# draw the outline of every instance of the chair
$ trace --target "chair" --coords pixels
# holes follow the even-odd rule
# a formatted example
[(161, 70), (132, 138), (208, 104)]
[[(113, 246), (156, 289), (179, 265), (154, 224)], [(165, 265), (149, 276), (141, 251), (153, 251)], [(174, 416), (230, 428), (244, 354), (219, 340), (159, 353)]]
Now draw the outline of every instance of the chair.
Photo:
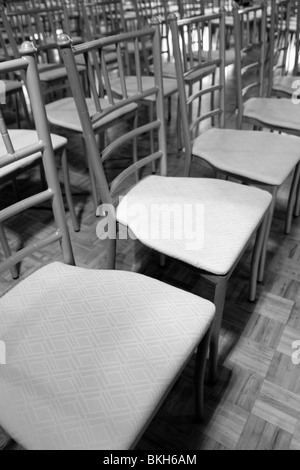
[[(265, 57), (266, 57), (266, 8), (265, 4), (240, 10), (233, 6), (236, 48), (237, 103), (239, 119), (237, 127), (243, 123), (268, 128), (273, 131), (300, 135), (300, 109), (289, 98), (266, 97)], [(257, 17), (256, 24), (253, 17)], [(243, 50), (253, 52), (246, 67), (242, 67)], [(244, 65), (244, 64), (243, 64)]]
[[(161, 2), (159, 2), (161, 4)], [(107, 6), (109, 4), (109, 6)], [(86, 16), (88, 18), (97, 18), (96, 24), (98, 25), (98, 29), (100, 27), (100, 31), (96, 31), (96, 27), (92, 28), (93, 31), (96, 31), (96, 34), (89, 35), (88, 40), (97, 39), (99, 37), (99, 33), (106, 32), (106, 34), (117, 34), (118, 32), (126, 32), (129, 29), (143, 29), (145, 26), (148, 25), (150, 15), (152, 13), (159, 14), (161, 21), (163, 21), (163, 13), (165, 14), (165, 8), (161, 5), (161, 7), (157, 5), (153, 5), (152, 2), (137, 2), (133, 0), (132, 2), (133, 8), (135, 11), (135, 26), (131, 24), (129, 28), (128, 23), (126, 22), (125, 12), (123, 7), (122, 0), (114, 0), (111, 1), (102, 1), (101, 3), (93, 2), (90, 5), (84, 5), (84, 10), (87, 11)], [(98, 13), (98, 16), (97, 16)], [(109, 16), (108, 16), (109, 14)], [(107, 16), (110, 18), (110, 24), (108, 25)], [(102, 29), (101, 26), (102, 25)], [(163, 30), (163, 28), (162, 28)], [(101, 34), (100, 34), (101, 35)], [(142, 56), (141, 65), (143, 67), (143, 80), (144, 81), (153, 81), (152, 75), (152, 44), (150, 41), (140, 42), (140, 50), (139, 53)], [(128, 90), (133, 88), (136, 84), (135, 78), (135, 70), (134, 66), (134, 57), (133, 55), (136, 53), (136, 48), (133, 42), (128, 42), (127, 47), (124, 49), (124, 55), (126, 58), (127, 64), (127, 75), (126, 75), (126, 82), (128, 84)], [(175, 76), (166, 75), (166, 78), (163, 80), (164, 85), (164, 96), (170, 100), (171, 96), (177, 93), (177, 83), (175, 80)], [(122, 94), (122, 91), (119, 87), (119, 80), (115, 81), (115, 85), (112, 85), (112, 90), (114, 93), (119, 96)], [(149, 107), (149, 112), (153, 112), (153, 103), (152, 100), (149, 98), (146, 100), (145, 104)]]
[[(83, 7), (83, 5), (82, 5)], [(86, 83), (85, 83), (85, 94), (86, 103), (88, 106), (89, 114), (93, 120), (93, 132), (97, 135), (99, 151), (102, 150), (105, 141), (105, 132), (113, 127), (118, 126), (124, 121), (129, 122), (130, 129), (136, 125), (137, 121), (137, 106), (135, 103), (129, 103), (126, 107), (118, 106), (113, 112), (110, 111), (112, 103), (118, 103), (118, 98), (113, 95), (110, 91), (107, 91), (105, 84), (102, 81), (95, 82), (95, 74), (99, 75), (99, 68), (102, 66), (102, 62), (107, 61), (107, 65), (111, 66), (111, 57), (114, 56), (114, 62), (116, 58), (116, 52), (110, 48), (104, 51), (105, 54), (100, 56), (97, 50), (94, 50), (90, 56), (84, 57), (84, 49), (82, 53), (77, 56), (77, 67), (80, 70), (82, 59), (84, 59), (85, 67), (87, 69)], [(99, 205), (99, 191), (96, 187), (95, 177), (93, 173), (91, 157), (89, 149), (86, 148), (86, 139), (76, 109), (76, 103), (72, 96), (58, 99), (46, 105), (48, 121), (52, 126), (55, 126), (58, 130), (68, 130), (76, 134), (80, 134), (83, 139), (84, 149), (83, 153), (87, 160), (87, 167), (89, 170), (91, 193), (94, 203), (95, 212)], [(102, 119), (103, 117), (103, 119)], [(135, 147), (133, 147), (133, 160), (136, 159)]]
[[(209, 28), (210, 22), (219, 21), (220, 53), (219, 59), (212, 57), (201, 62), (201, 67), (218, 66), (219, 81), (217, 84), (206, 84), (199, 91), (195, 87), (185, 86), (187, 78), (194, 76), (199, 69), (199, 61), (189, 60), (188, 52), (201, 49), (198, 31), (203, 24)], [(247, 184), (263, 186), (272, 194), (270, 217), (266, 229), (265, 243), (259, 280), (263, 280), (264, 260), (267, 240), (271, 228), (276, 197), (279, 188), (293, 175), (286, 214), (285, 230), (290, 232), (297, 185), (300, 176), (300, 140), (295, 136), (277, 135), (269, 132), (225, 129), (225, 33), (224, 11), (220, 14), (198, 16), (177, 21), (176, 16), (169, 17), (172, 31), (175, 65), (177, 71), (179, 101), (182, 116), (182, 128), (185, 143), (185, 175), (192, 174), (192, 159), (208, 162), (217, 172), (228, 178), (235, 178)], [(197, 38), (199, 44), (197, 43)], [(208, 41), (210, 44), (211, 41)], [(207, 52), (209, 58), (210, 52)], [(184, 66), (185, 64), (185, 66)], [(194, 106), (195, 101), (207, 101), (210, 95), (218, 94), (218, 99), (210, 99), (209, 104), (201, 109)], [(207, 121), (213, 118), (213, 126)], [(200, 133), (198, 131), (200, 126)]]
[[(126, 65), (122, 61), (122, 46), (134, 40), (138, 50), (139, 40), (151, 40), (154, 58), (154, 83), (142, 80), (140, 55), (135, 54), (137, 71), (137, 92), (126, 90)], [(167, 142), (163, 110), (163, 85), (161, 74), (160, 28), (158, 20), (149, 29), (132, 31), (71, 46), (66, 36), (59, 41), (61, 55), (69, 74), (72, 93), (76, 101), (78, 115), (85, 134), (86, 145), (91, 156), (93, 169), (99, 189), (101, 189), (100, 213), (105, 217), (98, 224), (98, 236), (107, 239), (109, 245), (108, 267), (115, 265), (117, 227), (119, 236), (126, 238), (127, 230), (147, 247), (159, 254), (177, 259), (196, 268), (199, 275), (208, 278), (215, 285), (214, 302), (216, 319), (213, 324), (210, 345), (210, 376), (217, 377), (218, 338), (226, 295), (226, 285), (236, 264), (256, 233), (251, 276), (251, 298), (255, 297), (256, 274), (261, 252), (265, 224), (271, 203), (271, 195), (263, 190), (209, 178), (184, 178), (167, 176)], [(155, 95), (156, 112), (148, 121), (140, 117), (139, 125), (130, 132), (114, 139), (102, 149), (101, 158), (93, 132), (93, 120), (89, 118), (83, 89), (80, 86), (76, 68), (76, 55), (90, 54), (116, 46), (119, 57), (119, 77), (123, 84), (123, 99), (111, 106), (110, 112), (128, 106), (128, 103), (141, 103), (148, 95)], [(102, 61), (101, 76), (106, 90), (111, 87), (110, 76)], [(133, 139), (145, 139), (149, 132), (155, 131), (155, 152), (144, 154), (136, 163), (120, 172), (113, 181), (107, 181), (103, 162), (109, 160), (114, 152)], [(158, 162), (158, 174), (147, 176), (147, 165)], [(143, 171), (144, 178), (134, 184), (136, 171)], [(128, 180), (126, 181), (126, 179)], [(119, 204), (118, 204), (119, 201)], [(114, 210), (114, 204), (117, 209)], [(203, 215), (204, 211), (204, 215)], [(202, 214), (202, 215), (201, 215)], [(201, 217), (204, 216), (204, 226)], [(205, 228), (202, 234), (202, 229)], [(121, 230), (122, 229), (122, 230)], [(124, 234), (125, 230), (125, 234)], [(196, 231), (197, 230), (197, 231)], [(257, 232), (258, 231), (258, 232)]]
[(170, 13), (168, 2), (165, 0), (158, 0), (156, 2), (151, 2), (151, 0), (133, 0), (132, 5), (135, 11), (137, 29), (148, 26), (154, 17), (160, 20), (161, 53), (164, 67), (165, 62), (170, 62), (172, 55), (170, 50), (169, 26), (167, 22)]
[[(0, 61), (7, 60), (9, 58), (9, 51), (7, 44), (3, 40), (2, 34), (0, 34)], [(21, 127), (22, 117), (27, 121), (27, 125), (30, 126), (30, 115), (26, 103), (26, 98), (23, 91), (23, 82), (18, 77), (9, 74), (6, 77), (1, 77), (2, 86), (5, 88), (5, 98), (11, 97), (16, 109), (16, 122), (17, 126)], [(3, 91), (3, 90), (2, 90)], [(23, 116), (21, 114), (20, 104), (23, 110)]]
[(196, 349), (202, 412), (215, 308), (137, 273), (74, 265), (34, 52), (24, 43), (22, 59), (0, 64), (1, 72), (25, 71), (37, 130), (34, 144), (11, 153), (2, 126), (7, 155), (0, 165), (41, 152), (48, 189), (2, 209), (0, 221), (50, 201), (57, 229), (30, 240), (1, 271), (54, 242), (64, 262), (50, 262), (0, 298), (0, 423), (30, 450), (129, 449)]
[[(20, 9), (5, 11), (0, 2), (2, 21), (2, 42), (7, 43), (10, 57), (18, 58), (18, 48), (23, 41), (30, 40), (38, 49), (39, 72), (47, 100), (53, 100), (58, 93), (68, 89), (66, 71), (61, 64), (57, 49), (57, 35), (62, 31), (70, 31), (67, 10), (64, 6), (47, 8)], [(81, 38), (75, 38), (81, 42)], [(84, 75), (85, 67), (81, 66)]]
[[(265, 96), (266, 8), (265, 4), (240, 10), (233, 6), (237, 78), (237, 128), (244, 123), (254, 128), (269, 129), (300, 136), (300, 109), (290, 98)], [(258, 22), (253, 23), (255, 16)], [(249, 21), (252, 22), (252, 28)], [(249, 60), (243, 64), (241, 54), (248, 51)], [(251, 57), (252, 55), (252, 57)], [(294, 216), (300, 212), (300, 184), (294, 205)], [(291, 219), (290, 219), (291, 220)], [(285, 231), (289, 233), (290, 224)], [(261, 264), (264, 265), (264, 259)], [(263, 268), (262, 268), (263, 269)]]
[[(291, 74), (290, 54), (291, 54), (291, 32), (289, 25), (292, 24), (290, 0), (272, 0), (270, 16), (270, 34), (269, 34), (269, 86), (268, 96), (277, 96), (291, 98), (295, 94), (294, 83), (298, 80), (295, 65)], [(297, 24), (300, 18), (300, 12), (297, 11)], [(296, 29), (295, 28), (295, 33)], [(298, 33), (299, 37), (299, 33)], [(296, 41), (298, 44), (298, 41)], [(295, 44), (295, 57), (297, 57), (297, 45)], [(295, 63), (296, 61), (294, 61)]]
[[(81, 13), (83, 20), (84, 39), (92, 41), (108, 34), (117, 34), (127, 31), (123, 2), (119, 0), (95, 0), (82, 3)], [(68, 34), (68, 32), (66, 31)], [(108, 50), (106, 61), (110, 61), (112, 67), (117, 67), (116, 54)], [(84, 64), (83, 57), (77, 57), (77, 63)], [(128, 57), (128, 70), (130, 67)]]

**Exercise goal:** Pick out every line above that contains the word "chair" and copy it.

**Result of the task:**
# draw the outline of every instance of the chair
$ trace --target "chair" --coords pixels
Now draw the outline of every instance of the chair.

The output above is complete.